__REQUIRED WORK__.
[a] In the cleft lip repair abstract, how many images were the subjects shown?
[b] Carry on the cleft lip repair abstract, starting after its last sentence.

__DOCUMENT SECTION__.
***

35779 Assessing the Fisher, Millard, and Mohler Techniques of Cleft Lip Repair Surgery with Eye Tracking Technology

Sunday, September 30, 2018: 4:35 PM
Jeffrey Wing Kee Kwong, BS , School of Medicine, Stanford University, Stanford, CA
Amee Deepak Azad, BA , Stanford University, Palo Alto, CA
Lawrence Z Cai, BS , School of Medicine, Stanford University, Stanford, CA
H Peter Lorenz, MD , Plastic Surgery, Stanford University, Stanford, CA
Rohit K Khosla, MD , Stanford University, Stanford, CA
Gordon K. Lee, MD , Division of Plastic & Reconstructive Surgery, Stanford University, Stanford, CA
Rahim Nazerali, MD, MHS , Division of Plastic & Reconstructive Surgery, Stanford University, Palo Alto, CA

Purpose: Cleft lip is one of the most common congenital anomalies in the world that can have severe consequences on a child’s social, functional, and emotional development. Eye-tracking technology offers an unbiased way to evaluate how viewers perceive the aesthetic outcome of cleft lip repairs. Here, we apply eye-tracking technology to compare how viewers with varying degrees of experience in plastic surgery assess the aesthetic quality of the Fisher, Millard, and Mohler cleft lip repair techniques.

Methods: 17 subjects with plastic surgery experience ranging from layperson to attending plastic surgeon were shown 20 images (5 controls without cleft lip and 5 each of unilateral Fisher, Millard, and Mohler repairs). Viewers were instructed to examine the images, while eye-tracking equipment was used to track viewers’ gazes and analyze the distribution of attention during the task. Subjects were then asked to evaluate the overall aesthetic quality of each image on a 1-to-10 Likert scale. Eye-tracking equipment and software from Tobii Technology (USA) was used to track raters’ gazes and analyze the number of gaze fixations and time of fixation on different areas on the displayed faces.

***

__EXTRACTED ENTRIES__.
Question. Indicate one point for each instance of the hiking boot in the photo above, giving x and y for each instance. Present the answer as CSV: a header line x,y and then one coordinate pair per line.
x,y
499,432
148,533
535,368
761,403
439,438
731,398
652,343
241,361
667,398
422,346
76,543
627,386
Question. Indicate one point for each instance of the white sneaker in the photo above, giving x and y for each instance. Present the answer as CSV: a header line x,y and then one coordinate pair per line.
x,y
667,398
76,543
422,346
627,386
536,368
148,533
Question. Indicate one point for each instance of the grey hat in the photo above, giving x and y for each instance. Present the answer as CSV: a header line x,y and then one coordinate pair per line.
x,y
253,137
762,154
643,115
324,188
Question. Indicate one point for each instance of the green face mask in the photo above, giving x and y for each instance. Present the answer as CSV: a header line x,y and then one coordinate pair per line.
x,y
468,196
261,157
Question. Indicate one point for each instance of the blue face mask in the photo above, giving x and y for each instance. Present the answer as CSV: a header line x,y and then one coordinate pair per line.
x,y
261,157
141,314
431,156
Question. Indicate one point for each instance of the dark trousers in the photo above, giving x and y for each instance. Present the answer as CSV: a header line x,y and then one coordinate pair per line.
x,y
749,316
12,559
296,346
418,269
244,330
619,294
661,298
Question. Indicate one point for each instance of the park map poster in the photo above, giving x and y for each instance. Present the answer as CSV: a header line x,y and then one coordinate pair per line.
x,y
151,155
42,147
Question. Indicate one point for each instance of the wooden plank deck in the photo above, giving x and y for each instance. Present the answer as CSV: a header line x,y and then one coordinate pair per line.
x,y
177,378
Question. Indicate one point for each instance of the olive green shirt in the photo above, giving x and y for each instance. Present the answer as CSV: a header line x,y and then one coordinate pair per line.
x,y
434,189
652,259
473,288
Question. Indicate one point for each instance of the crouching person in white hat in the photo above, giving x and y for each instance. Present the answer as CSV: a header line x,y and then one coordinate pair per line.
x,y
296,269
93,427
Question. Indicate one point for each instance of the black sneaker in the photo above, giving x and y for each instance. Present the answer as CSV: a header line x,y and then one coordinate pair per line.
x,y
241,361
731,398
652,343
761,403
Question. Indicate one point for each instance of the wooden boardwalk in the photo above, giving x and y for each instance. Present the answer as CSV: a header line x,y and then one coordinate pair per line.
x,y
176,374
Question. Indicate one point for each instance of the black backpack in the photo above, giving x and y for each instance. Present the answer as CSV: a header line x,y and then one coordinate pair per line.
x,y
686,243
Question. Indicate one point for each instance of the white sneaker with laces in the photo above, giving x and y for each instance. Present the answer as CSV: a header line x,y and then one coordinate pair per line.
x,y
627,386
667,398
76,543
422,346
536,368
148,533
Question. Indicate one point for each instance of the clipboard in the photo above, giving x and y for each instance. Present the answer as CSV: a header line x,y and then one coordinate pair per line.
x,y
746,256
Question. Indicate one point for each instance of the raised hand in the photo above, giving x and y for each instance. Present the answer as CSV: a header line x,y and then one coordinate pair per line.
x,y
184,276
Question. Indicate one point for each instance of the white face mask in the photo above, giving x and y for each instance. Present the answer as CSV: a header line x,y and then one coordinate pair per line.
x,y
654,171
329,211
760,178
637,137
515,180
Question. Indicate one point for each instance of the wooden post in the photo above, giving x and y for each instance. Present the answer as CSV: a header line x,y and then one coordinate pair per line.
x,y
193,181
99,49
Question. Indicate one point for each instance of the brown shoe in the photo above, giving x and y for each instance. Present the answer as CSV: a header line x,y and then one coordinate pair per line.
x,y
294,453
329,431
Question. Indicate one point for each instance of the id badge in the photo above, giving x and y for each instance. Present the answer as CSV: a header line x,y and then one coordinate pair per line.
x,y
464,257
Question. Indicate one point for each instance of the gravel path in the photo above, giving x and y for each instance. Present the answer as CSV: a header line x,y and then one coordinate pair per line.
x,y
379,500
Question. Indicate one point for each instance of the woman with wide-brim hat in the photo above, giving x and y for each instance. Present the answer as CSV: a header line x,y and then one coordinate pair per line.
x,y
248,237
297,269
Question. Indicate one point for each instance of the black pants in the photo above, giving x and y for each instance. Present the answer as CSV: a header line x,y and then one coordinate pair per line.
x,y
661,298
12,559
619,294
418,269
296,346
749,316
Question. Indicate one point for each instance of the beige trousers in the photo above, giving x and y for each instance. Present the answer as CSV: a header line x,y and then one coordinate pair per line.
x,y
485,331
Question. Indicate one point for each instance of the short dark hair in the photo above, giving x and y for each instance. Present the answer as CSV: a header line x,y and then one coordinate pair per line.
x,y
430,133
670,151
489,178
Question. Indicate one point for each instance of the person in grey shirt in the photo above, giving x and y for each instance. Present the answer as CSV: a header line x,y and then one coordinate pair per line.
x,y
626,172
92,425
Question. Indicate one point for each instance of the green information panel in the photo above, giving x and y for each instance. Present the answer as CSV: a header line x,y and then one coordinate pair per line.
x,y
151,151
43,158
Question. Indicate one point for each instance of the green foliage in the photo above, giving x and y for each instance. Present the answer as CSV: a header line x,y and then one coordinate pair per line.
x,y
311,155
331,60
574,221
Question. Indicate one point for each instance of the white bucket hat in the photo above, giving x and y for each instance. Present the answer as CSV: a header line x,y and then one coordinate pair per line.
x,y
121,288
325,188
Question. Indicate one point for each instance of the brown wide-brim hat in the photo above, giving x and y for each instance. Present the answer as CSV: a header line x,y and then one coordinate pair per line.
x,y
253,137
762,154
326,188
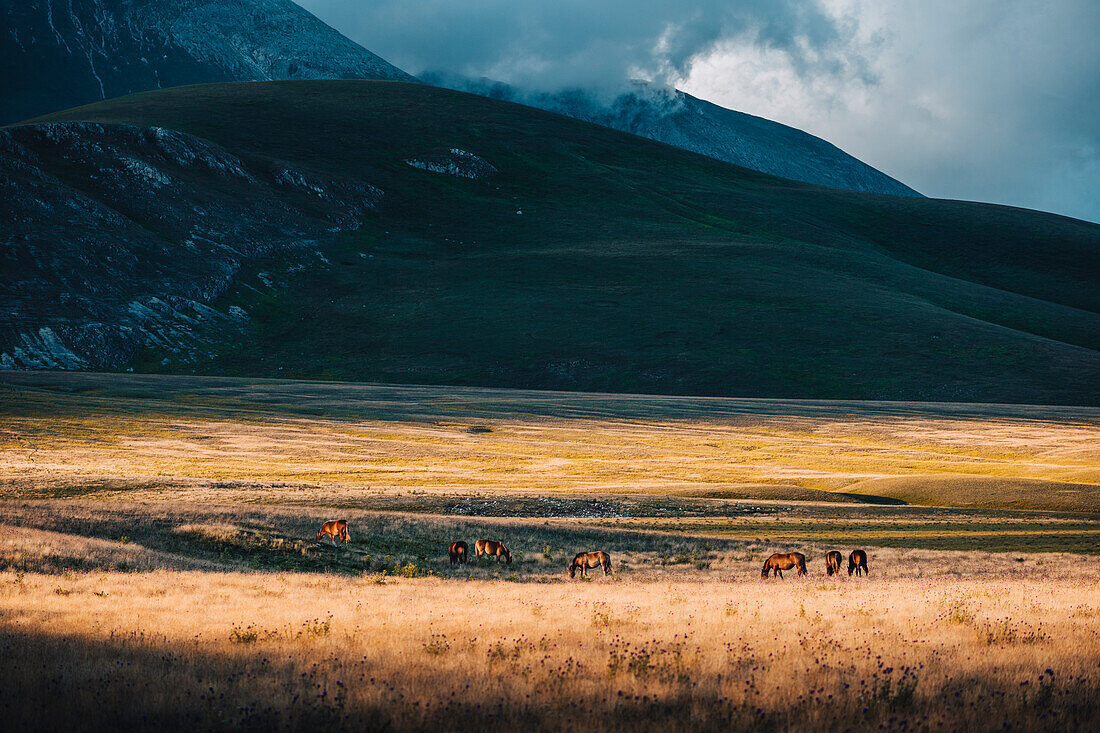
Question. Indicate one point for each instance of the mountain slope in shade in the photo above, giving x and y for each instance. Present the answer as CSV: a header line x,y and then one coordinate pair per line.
x,y
675,118
254,240
57,54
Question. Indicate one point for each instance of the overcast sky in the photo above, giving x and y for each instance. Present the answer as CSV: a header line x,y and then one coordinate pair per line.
x,y
990,100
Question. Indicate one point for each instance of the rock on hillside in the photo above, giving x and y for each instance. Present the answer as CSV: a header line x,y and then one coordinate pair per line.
x,y
675,118
117,238
63,53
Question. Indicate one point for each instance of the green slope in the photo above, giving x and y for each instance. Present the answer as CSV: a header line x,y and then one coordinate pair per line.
x,y
633,265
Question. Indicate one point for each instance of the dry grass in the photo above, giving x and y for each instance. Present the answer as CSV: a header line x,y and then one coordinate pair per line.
x,y
194,649
103,434
158,570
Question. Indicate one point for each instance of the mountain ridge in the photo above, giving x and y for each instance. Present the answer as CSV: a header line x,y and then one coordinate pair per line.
x,y
66,53
679,119
586,259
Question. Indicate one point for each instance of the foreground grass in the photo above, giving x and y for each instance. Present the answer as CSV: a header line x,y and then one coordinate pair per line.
x,y
299,652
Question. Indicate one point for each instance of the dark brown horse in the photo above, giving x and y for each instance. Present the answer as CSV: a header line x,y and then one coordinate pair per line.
x,y
585,560
333,528
781,561
490,547
458,551
857,562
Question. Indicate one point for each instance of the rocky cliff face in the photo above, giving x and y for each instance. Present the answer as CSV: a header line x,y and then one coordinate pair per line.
x,y
57,54
118,238
675,118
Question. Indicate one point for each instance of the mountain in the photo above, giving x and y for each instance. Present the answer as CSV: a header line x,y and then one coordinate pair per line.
x,y
675,118
64,53
400,232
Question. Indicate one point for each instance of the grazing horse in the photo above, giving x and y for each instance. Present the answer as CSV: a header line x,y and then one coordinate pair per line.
x,y
585,560
458,551
334,528
857,562
781,561
490,547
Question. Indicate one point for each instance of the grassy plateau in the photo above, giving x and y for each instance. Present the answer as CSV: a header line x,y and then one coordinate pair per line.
x,y
158,567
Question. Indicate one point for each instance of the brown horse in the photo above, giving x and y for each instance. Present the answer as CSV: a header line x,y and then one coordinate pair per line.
x,y
857,562
781,561
458,551
585,560
490,547
334,528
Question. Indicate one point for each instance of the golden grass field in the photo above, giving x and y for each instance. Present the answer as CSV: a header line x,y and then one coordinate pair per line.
x,y
158,568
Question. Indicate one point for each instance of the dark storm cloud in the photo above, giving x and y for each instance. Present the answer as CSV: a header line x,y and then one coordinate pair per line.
x,y
994,100
576,42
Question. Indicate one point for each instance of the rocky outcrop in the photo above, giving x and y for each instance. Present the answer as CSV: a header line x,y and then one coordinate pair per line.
x,y
454,162
117,238
63,53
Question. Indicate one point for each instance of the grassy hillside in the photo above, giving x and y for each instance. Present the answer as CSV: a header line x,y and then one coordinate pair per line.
x,y
596,260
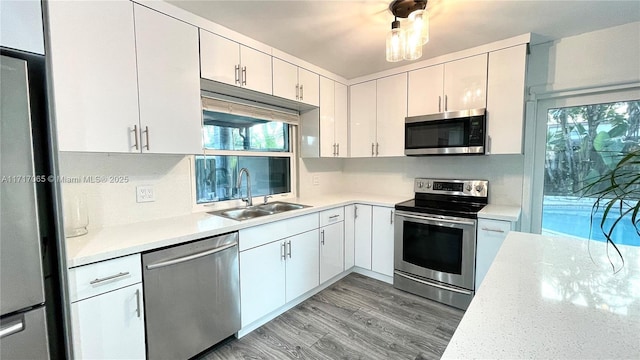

***

__NUMBERED RESPONSES__.
[a] 20 images

[b]
Results: On average, subjects demonstrated the highest number of gaze fixations for Fisher repairs (18.3), followed by Millard (16.8) and Mohler (15.8) repairs. Duration of time in fixed gaze followed a similar pattern, in which subjects looked longest at Fisher repairs (6.73 sec), followed by Millard (5.33 sec) and Mohler (5.30 sec) repairs. In evaluating the aesthetic quality of the three techniques, subjects also most preferred the Fisher repair (6.9), over the Millard (5.8) or the Mohler (6.5) repairs. The repair scar was the first area to catch viewers’ attention in only 4 out of 15 repairs (2 Fisher, 1 Millard, and 1 Mohler), but the area that held the longest duration of fixation on average in 6 out of 15 repairs (3 Fisher, 1 Millard, and 2 Mohler), as well as the area that garnered the highest number of fixations in 7 out of 15 repairs (4 Fisher, 1 Millard, and 2 Mohler).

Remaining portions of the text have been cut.